> 作業内容
以下のリストの全行を、一字一句変えずにそのまま書き写せ。
*** 記録抜粋
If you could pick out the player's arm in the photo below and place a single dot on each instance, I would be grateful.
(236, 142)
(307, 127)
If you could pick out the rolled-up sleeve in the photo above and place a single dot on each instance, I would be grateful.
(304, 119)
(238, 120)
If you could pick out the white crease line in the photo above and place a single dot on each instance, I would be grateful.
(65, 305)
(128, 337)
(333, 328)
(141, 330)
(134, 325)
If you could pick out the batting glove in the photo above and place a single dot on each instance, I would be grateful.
******
> 本問の解答
If you could pick out the player's arm in the photo below and place a single dot on each instance, I would be grateful.
(236, 142)
(307, 127)
If you could pick out the rolled-up sleeve in the photo above and place a single dot on each instance, I would be grateful.
(304, 119)
(238, 120)
If you could pick out the white crease line in the photo above and place a single dot on each instance, I would be grateful.
(65, 305)
(128, 337)
(333, 328)
(141, 330)
(134, 325)
If you could pick out the batting glove in the photo above and place a single dot on each instance, I would be grateful.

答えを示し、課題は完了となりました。